## [About this task]
Look through the data below for the line with "Target: wispy cloud" and the line with "The component shall identify every instance of the blue", then output those two and all lines in between, exactly as written.

• • • •

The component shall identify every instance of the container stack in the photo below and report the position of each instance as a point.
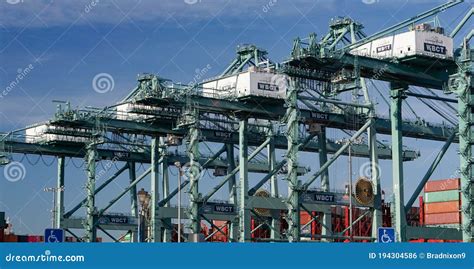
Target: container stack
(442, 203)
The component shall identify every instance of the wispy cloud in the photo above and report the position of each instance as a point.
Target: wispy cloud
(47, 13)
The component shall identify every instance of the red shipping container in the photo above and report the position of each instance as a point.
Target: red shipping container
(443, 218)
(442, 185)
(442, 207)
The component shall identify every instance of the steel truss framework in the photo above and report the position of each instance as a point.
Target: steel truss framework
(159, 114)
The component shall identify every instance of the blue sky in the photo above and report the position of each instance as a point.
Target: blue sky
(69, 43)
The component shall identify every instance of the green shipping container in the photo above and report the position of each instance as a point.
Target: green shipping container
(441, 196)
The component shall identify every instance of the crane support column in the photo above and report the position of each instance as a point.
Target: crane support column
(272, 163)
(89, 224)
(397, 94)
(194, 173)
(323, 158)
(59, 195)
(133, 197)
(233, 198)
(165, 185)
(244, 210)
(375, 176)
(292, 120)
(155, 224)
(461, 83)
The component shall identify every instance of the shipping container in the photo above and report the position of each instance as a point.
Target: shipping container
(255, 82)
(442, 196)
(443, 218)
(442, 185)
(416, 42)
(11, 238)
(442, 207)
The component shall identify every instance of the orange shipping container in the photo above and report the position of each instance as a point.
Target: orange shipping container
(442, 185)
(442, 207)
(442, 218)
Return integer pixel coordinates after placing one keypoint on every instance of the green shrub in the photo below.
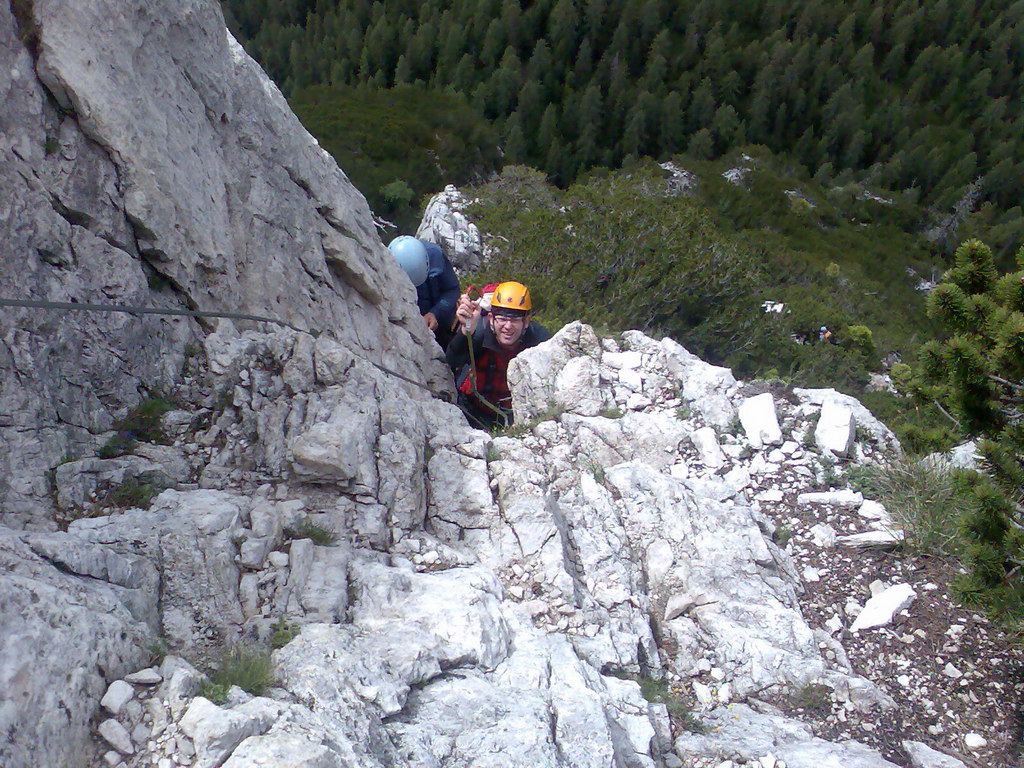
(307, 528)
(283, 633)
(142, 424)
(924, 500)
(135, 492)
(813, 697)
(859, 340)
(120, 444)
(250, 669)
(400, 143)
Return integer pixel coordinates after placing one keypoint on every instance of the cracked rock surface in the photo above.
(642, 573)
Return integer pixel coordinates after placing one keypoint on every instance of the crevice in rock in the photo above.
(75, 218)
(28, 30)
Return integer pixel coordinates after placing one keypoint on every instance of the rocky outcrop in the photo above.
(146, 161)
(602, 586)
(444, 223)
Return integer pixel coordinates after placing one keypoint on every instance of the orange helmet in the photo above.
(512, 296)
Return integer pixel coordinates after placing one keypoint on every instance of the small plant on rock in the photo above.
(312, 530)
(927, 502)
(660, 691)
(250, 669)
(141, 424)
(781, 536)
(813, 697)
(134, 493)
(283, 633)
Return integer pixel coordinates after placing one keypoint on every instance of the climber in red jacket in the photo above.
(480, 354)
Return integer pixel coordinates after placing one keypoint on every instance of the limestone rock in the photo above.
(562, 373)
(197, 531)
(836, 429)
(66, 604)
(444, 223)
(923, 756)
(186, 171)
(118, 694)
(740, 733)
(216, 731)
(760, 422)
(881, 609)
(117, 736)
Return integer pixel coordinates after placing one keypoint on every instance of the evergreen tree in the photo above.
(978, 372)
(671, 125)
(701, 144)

• • • •

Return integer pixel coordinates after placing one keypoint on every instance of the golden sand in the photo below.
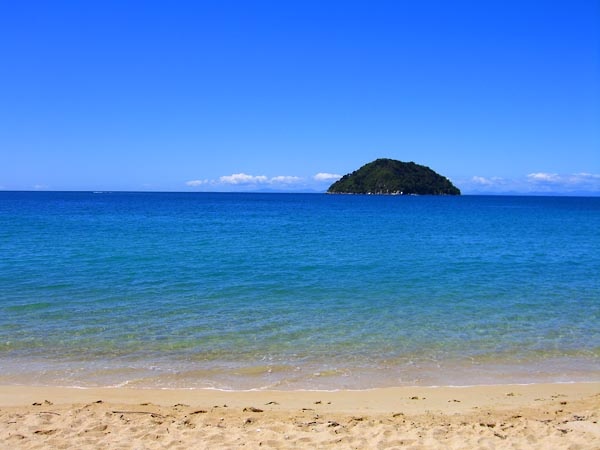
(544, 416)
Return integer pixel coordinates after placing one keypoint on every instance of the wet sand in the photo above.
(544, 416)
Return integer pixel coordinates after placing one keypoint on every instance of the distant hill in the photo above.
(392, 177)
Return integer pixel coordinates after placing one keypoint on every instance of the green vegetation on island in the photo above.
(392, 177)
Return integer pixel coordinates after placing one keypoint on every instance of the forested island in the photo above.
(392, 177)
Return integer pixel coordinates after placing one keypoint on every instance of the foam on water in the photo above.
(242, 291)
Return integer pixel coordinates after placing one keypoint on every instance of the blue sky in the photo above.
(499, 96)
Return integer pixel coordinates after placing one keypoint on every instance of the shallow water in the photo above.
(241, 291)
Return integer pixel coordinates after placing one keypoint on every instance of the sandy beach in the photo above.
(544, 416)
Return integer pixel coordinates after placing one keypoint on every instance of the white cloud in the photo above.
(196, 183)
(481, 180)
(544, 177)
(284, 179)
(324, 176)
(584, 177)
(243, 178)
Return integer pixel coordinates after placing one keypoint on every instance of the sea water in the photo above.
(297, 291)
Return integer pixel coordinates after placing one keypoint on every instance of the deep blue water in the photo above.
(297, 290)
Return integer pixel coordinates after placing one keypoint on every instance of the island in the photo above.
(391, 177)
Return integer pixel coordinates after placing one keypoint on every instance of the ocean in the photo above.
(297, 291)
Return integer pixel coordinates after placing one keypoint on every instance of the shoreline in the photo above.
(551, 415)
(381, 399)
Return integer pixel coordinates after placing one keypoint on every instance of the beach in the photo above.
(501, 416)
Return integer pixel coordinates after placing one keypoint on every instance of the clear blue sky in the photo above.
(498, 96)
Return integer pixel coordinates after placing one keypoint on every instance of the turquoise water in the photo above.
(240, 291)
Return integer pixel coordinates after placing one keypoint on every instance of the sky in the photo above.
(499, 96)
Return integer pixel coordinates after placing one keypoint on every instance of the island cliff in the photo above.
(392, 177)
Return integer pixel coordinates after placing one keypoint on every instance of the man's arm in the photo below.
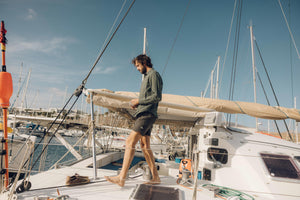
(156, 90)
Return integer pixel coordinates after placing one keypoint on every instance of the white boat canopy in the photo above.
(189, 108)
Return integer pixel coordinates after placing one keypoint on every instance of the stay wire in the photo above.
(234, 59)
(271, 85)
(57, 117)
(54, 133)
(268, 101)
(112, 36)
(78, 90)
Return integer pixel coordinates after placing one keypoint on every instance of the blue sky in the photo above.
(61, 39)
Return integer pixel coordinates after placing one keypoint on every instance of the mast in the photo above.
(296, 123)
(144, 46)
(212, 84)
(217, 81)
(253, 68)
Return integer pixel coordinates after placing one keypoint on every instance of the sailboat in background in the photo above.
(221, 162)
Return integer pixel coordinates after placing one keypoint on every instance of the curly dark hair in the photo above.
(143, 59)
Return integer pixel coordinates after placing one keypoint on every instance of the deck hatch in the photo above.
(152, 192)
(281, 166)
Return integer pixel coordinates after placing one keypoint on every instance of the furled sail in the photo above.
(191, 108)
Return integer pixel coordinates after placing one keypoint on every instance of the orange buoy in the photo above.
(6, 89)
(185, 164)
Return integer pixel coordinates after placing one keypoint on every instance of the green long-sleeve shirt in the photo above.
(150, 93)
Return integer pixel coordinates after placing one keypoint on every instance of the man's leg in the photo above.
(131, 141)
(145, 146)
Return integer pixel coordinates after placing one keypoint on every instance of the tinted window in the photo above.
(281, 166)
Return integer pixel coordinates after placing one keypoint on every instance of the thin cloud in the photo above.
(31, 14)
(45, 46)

• • • •

## [Exercise output]
Target: wispy cloud
(47, 13)
The component shall identify every instance of the red shipping container in the photo above and report the position of each instance as a point.
Target: red shipping container
(443, 218)
(442, 185)
(442, 207)
The component shall identify every instance of the steel truss framework in the photo above and report the position of each instance as a point.
Target: steel truss framework
(159, 114)
The component shall identify every instance of the blue sky in the photo above and report the position of each instance as a point.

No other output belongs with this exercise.